── Entries shown

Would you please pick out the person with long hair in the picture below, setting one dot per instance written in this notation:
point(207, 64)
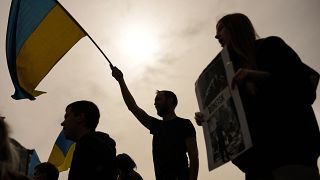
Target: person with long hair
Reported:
point(277, 90)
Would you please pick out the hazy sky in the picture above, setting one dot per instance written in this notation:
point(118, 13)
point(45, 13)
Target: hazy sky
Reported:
point(158, 44)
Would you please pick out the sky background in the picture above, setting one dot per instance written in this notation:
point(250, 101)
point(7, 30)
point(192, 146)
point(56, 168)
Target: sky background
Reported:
point(158, 44)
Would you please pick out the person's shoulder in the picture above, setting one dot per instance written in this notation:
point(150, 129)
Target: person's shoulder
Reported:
point(183, 120)
point(97, 138)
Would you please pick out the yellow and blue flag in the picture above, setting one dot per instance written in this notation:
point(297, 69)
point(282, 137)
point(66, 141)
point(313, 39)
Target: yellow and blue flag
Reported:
point(62, 152)
point(39, 34)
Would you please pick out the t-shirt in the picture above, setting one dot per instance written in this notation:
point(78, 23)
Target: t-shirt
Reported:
point(169, 148)
point(94, 158)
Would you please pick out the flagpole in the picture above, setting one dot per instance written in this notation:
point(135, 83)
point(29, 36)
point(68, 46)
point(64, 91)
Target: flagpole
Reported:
point(85, 33)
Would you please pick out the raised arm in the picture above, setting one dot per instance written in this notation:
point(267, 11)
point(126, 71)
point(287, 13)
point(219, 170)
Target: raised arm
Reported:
point(139, 113)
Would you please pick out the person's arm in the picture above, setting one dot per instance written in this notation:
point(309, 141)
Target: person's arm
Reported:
point(192, 149)
point(139, 113)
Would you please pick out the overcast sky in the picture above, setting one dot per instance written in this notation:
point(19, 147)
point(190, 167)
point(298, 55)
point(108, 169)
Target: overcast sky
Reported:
point(158, 44)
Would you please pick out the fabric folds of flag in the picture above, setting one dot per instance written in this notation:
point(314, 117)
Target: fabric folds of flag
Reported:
point(39, 34)
point(62, 152)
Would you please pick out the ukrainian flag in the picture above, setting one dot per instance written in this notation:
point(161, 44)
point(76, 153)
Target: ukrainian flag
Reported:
point(62, 152)
point(39, 33)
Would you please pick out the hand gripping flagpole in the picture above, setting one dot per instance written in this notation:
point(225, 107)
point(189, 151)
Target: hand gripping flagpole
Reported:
point(85, 33)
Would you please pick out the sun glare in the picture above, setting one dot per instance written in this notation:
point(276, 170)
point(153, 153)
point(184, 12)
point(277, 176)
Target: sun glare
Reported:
point(139, 44)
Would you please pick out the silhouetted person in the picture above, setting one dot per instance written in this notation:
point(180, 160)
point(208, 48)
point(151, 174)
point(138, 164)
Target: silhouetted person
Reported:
point(45, 171)
point(126, 168)
point(173, 137)
point(95, 152)
point(277, 93)
point(9, 158)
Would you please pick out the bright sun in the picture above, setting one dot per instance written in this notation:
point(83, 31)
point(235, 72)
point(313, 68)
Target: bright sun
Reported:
point(139, 44)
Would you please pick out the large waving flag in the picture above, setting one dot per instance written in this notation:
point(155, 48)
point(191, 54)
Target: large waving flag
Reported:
point(39, 33)
point(62, 152)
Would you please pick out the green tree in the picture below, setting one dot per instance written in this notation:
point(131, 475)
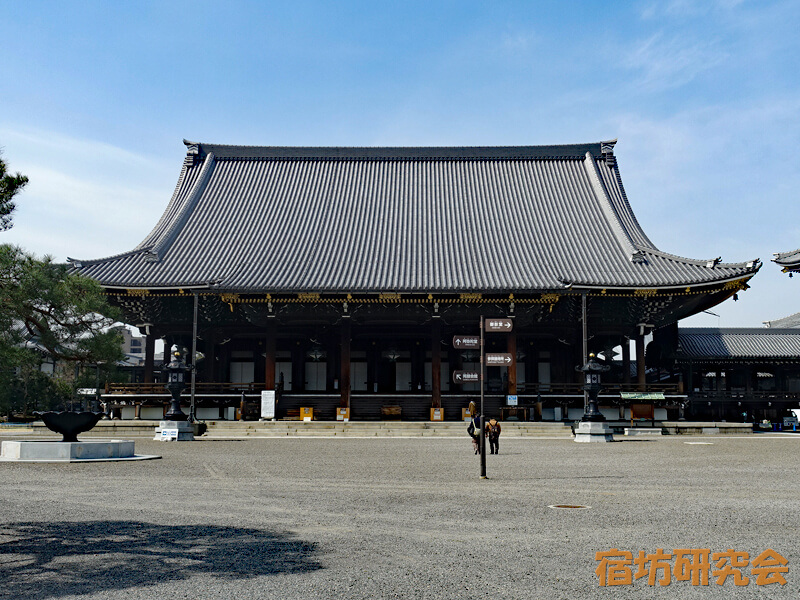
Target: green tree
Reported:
point(9, 186)
point(67, 314)
point(46, 311)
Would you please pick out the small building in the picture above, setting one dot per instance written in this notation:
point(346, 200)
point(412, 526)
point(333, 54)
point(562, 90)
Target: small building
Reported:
point(788, 261)
point(737, 374)
point(342, 277)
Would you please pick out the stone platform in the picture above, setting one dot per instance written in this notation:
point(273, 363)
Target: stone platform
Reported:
point(53, 451)
point(593, 431)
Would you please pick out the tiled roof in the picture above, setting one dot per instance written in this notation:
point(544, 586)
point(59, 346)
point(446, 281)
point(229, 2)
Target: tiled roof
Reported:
point(785, 322)
point(267, 219)
point(790, 261)
point(741, 343)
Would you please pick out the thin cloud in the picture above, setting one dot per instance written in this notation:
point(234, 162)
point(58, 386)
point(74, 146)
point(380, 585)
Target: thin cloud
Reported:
point(668, 63)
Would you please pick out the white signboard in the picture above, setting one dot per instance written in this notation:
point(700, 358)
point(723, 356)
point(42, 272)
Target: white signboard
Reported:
point(268, 404)
point(169, 434)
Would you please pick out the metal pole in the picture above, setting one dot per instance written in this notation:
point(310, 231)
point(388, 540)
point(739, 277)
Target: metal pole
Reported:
point(483, 425)
point(194, 358)
point(585, 348)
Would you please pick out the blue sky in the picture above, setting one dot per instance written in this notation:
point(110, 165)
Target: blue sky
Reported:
point(703, 95)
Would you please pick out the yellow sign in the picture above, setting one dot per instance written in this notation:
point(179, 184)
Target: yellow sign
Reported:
point(698, 566)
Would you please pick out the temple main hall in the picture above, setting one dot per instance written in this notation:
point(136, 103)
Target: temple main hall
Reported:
point(342, 279)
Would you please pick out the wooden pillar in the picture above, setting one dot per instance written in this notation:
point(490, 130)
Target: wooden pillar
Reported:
point(626, 360)
point(269, 355)
point(298, 368)
point(344, 354)
point(149, 357)
point(512, 370)
point(210, 362)
point(641, 377)
point(436, 362)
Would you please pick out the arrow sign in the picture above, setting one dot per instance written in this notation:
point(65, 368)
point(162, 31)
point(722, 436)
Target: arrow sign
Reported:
point(466, 341)
point(499, 359)
point(466, 377)
point(505, 325)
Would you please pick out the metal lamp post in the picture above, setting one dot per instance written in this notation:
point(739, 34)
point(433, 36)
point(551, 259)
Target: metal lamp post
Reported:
point(591, 378)
point(176, 382)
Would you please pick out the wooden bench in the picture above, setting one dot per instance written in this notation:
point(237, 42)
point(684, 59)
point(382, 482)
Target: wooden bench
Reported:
point(292, 414)
point(391, 412)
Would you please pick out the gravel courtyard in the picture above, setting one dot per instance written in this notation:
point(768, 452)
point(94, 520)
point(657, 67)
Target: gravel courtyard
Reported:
point(395, 518)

────

- **Brief**
Check each line above for the string "long" and return those that contain it.

- **Result**
Would you please pick out the person with long hair in the picture below, setting one dot per instance written in this notation:
Target: person with long hair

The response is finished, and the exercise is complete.